GOAL
Rewrite every line of the items below as a numbered list, skipping blank lines and leaving out the pictures.

EXTRACTED MATERIAL
★ ★ ★ ★ ★ ★ ★

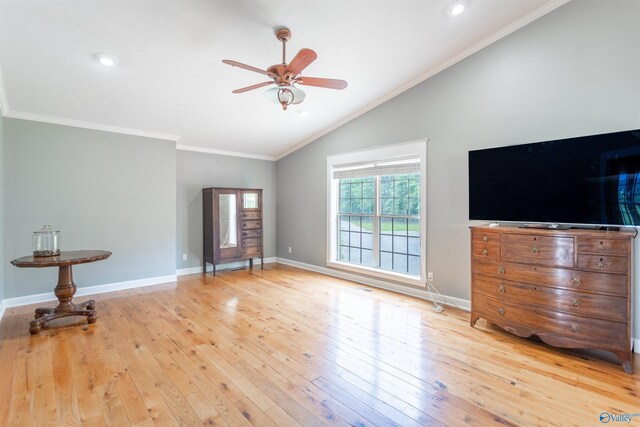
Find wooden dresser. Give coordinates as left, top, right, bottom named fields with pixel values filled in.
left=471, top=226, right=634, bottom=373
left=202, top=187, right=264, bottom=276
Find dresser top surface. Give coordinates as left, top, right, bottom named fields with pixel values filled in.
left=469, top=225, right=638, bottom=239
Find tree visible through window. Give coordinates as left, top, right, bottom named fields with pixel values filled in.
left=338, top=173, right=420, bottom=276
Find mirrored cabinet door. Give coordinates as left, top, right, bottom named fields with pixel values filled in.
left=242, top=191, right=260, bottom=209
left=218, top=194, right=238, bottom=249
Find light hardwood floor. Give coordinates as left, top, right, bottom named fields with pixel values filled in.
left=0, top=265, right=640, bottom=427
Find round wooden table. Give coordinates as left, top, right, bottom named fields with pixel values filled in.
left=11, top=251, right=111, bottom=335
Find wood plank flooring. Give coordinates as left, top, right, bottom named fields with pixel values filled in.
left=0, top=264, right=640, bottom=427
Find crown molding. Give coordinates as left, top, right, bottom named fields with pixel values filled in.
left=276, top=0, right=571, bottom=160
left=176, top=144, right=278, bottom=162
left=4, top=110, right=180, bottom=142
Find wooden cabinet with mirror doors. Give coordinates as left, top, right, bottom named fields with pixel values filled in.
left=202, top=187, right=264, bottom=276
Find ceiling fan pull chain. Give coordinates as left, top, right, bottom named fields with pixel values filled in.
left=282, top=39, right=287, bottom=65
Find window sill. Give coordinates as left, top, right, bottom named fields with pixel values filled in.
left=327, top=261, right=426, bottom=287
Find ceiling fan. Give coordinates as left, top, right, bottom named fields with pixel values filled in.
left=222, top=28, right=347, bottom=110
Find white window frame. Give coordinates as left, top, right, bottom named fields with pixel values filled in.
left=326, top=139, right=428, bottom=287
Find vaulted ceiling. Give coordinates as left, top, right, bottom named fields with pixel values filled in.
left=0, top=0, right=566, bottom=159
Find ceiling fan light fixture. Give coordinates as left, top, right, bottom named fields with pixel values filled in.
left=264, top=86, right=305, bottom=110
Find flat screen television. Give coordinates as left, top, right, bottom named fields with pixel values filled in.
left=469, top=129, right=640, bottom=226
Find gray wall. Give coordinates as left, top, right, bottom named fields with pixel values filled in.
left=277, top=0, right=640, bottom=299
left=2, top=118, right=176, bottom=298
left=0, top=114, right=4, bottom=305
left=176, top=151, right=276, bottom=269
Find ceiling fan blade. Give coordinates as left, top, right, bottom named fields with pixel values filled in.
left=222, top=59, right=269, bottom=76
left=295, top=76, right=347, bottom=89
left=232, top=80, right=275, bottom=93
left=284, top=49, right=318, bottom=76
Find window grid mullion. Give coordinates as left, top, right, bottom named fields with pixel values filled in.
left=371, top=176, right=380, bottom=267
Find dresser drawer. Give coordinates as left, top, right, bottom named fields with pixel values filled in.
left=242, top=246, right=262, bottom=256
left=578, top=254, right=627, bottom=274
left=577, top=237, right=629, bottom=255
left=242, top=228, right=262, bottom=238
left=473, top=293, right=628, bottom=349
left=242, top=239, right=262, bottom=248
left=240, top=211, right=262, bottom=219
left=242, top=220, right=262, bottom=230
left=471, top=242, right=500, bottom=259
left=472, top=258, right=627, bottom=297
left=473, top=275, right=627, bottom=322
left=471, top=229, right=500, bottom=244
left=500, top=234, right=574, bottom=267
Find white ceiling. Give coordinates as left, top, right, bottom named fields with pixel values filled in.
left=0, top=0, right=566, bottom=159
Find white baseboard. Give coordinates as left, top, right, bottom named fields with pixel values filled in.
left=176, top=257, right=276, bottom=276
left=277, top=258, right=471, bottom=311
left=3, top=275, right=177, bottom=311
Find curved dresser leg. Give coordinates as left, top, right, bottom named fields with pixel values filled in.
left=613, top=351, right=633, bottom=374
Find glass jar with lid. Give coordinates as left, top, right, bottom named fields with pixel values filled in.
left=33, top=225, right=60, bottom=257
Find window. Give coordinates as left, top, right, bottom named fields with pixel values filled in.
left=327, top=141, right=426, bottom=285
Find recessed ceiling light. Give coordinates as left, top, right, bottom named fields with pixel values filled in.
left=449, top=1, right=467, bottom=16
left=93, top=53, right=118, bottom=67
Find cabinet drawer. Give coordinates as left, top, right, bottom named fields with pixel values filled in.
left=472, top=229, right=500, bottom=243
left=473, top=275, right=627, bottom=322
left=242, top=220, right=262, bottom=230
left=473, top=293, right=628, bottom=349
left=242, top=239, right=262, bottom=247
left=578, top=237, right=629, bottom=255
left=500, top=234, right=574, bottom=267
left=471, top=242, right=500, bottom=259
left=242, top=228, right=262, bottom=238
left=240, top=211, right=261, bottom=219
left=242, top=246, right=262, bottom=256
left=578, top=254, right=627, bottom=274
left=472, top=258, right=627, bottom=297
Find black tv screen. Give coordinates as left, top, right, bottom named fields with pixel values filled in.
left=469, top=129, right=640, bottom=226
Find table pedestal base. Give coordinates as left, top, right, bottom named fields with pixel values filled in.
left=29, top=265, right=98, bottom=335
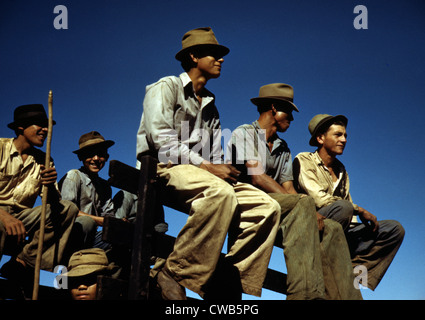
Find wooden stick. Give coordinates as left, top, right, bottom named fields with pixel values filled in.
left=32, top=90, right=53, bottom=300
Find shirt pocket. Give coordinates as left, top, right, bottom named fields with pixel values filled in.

★ ★ ★ ★ ★ ★ ★

SOLUTION TO THE EXERCISE
1. Find wooden dresser. Give coordinates as left, top, right, bottom named fields with pixel values filled in.
2. left=471, top=226, right=634, bottom=373
3. left=202, top=187, right=264, bottom=276
4. Find dresser top surface. Give coordinates as left, top, right, bottom named fields with pixel values filled in.
5. left=469, top=225, right=638, bottom=239
6. Find tree visible through window. Give coordinates as left, top, right, bottom named fields with pixel values filled in.
7. left=338, top=173, right=420, bottom=276
8. Find mirrored cabinet door. Give coordinates as left, top, right, bottom named fields with pixel values filled in.
9. left=242, top=191, right=260, bottom=209
10. left=218, top=194, right=238, bottom=249
11. Find light hardwood floor. Give coordinates as left, top, right, bottom named fields with pixel values filled in.
12. left=0, top=265, right=640, bottom=427
13. Find round wooden table. Give coordinates as left, top, right, bottom named fields with pixel values filled in.
14. left=11, top=251, right=111, bottom=335
15. Find wood plank flooring. Give coordinates as left, top, right, bottom named fields with pixel values filled in.
16. left=0, top=264, right=640, bottom=427
17. Find crown molding. Give coordinates as left, top, right, bottom named fields with pixel values filled in.
18. left=276, top=0, right=571, bottom=160
19. left=176, top=144, right=278, bottom=162
20. left=4, top=110, right=180, bottom=142
21. Find wooden cabinet with mirror doors. Give coordinates as left, top, right, bottom named fields with pixel values filled in.
22. left=202, top=187, right=264, bottom=276
23. Find ceiling fan pull chain. Give coordinates as left, top, right, bottom named fields with pixel values filled in.
24. left=282, top=39, right=287, bottom=65
25. Find window sill. Give coordinates as left, top, right, bottom named fields with pixel values filled in.
26. left=327, top=261, right=426, bottom=287
27. Find ceiling fan. Give coordinates as left, top, right, bottom named fields with pixel values filled in.
28. left=222, top=28, right=347, bottom=110
29. Find white window frame. Give coordinates as left, top, right, bottom named fields with pixel values filled in.
30. left=326, top=139, right=428, bottom=287
31. Find vaulted ceiling. Give coordinates as left, top, right, bottom named fields with pixel values filled in.
32. left=0, top=0, right=566, bottom=159
33. Find ceiling fan light fixture. Give coordinates as left, top, right, bottom named fields with pixel values filled in.
34. left=264, top=86, right=305, bottom=110
35. Find flat screen television. Give coordinates as left, top, right, bottom named fields with pixel values filled in.
36. left=469, top=129, right=640, bottom=226
37. Find gray wall. Give coordinates as left, top, right, bottom named fields with pixel values filled in.
38. left=277, top=0, right=640, bottom=299
39. left=2, top=118, right=176, bottom=298
40. left=0, top=114, right=4, bottom=305
41. left=176, top=151, right=276, bottom=269
42. Find ceiling fan blade. Give coordinates as left, top, right, bottom named fields with pixel values filled in.
43. left=222, top=59, right=269, bottom=76
44. left=295, top=76, right=347, bottom=89
45. left=232, top=80, right=275, bottom=93
46. left=284, top=49, right=318, bottom=76
47. Find window grid mullion. Give coordinates as left, top, right, bottom named fields with pixel values filled in.
48. left=371, top=176, right=380, bottom=267
49. Find dresser drawer. Give coordinates as left, top, right, bottom named fields with pixel values filled in.
50. left=242, top=246, right=262, bottom=256
51. left=578, top=254, right=627, bottom=274
52. left=577, top=237, right=629, bottom=255
53. left=242, top=228, right=262, bottom=238
54. left=473, top=293, right=628, bottom=349
55. left=242, top=239, right=262, bottom=248
56. left=240, top=211, right=262, bottom=219
57. left=242, top=220, right=262, bottom=230
58. left=471, top=242, right=500, bottom=259
59. left=472, top=258, right=627, bottom=297
60. left=473, top=275, right=627, bottom=322
61. left=471, top=229, right=500, bottom=244
62. left=500, top=234, right=574, bottom=267
63. Find white ceiling. Give coordinates as left, top, right, bottom named fields with pixel values filled in.
64. left=0, top=0, right=566, bottom=159
65. Find white baseboard. Give coordinates as left, top, right, bottom named fields with pixel values filled in.
66. left=176, top=257, right=276, bottom=276
67. left=277, top=258, right=471, bottom=311
68. left=3, top=275, right=177, bottom=311
69. Find curved dresser leg. Give coordinates as left, top, right, bottom named fields with pixel values filled in.
70. left=613, top=351, right=633, bottom=374
71. Find glass jar with lid. Give coordinates as left, top, right, bottom named fields with pixel values filled in.
72. left=33, top=225, right=60, bottom=257
73. Find window. Give coordinates as left, top, right, bottom named fields with pixel values filled in.
74. left=327, top=141, right=426, bottom=285
75. Find recessed ceiling light. Give coordinates as left, top, right, bottom named fields with pixel values filled in.
76. left=449, top=1, right=467, bottom=16
77. left=93, top=53, right=118, bottom=67
78. Find cabinet drawer. Give coordinates as left, top, right, bottom named fields with pixel values filled in.
79. left=472, top=229, right=500, bottom=243
80. left=473, top=275, right=627, bottom=322
81. left=242, top=220, right=262, bottom=230
82. left=473, top=293, right=628, bottom=349
83. left=242, top=239, right=262, bottom=247
84. left=578, top=237, right=629, bottom=255
85. left=500, top=234, right=574, bottom=267
86. left=471, top=242, right=500, bottom=259
87. left=242, top=228, right=262, bottom=238
88. left=240, top=211, right=261, bottom=219
89. left=242, top=246, right=262, bottom=256
90. left=578, top=254, right=627, bottom=274
91. left=472, top=258, right=627, bottom=297
92. Find black tv screen. Give coordinates as left, top, right, bottom named fields with pixel values filled in.
93. left=469, top=129, right=640, bottom=226
94. Find table pedestal base. Give coordinates as left, top, right, bottom named fields with pixel values filled in.
95. left=29, top=265, right=98, bottom=335
96. Find wooden stick. Give coordinates as left, top, right, bottom named fields with pixel values filled in.
97. left=32, top=90, right=53, bottom=300
98. Find shirt pocket. Give coordinates as left, top, right, bottom named fields with pixel values filled in.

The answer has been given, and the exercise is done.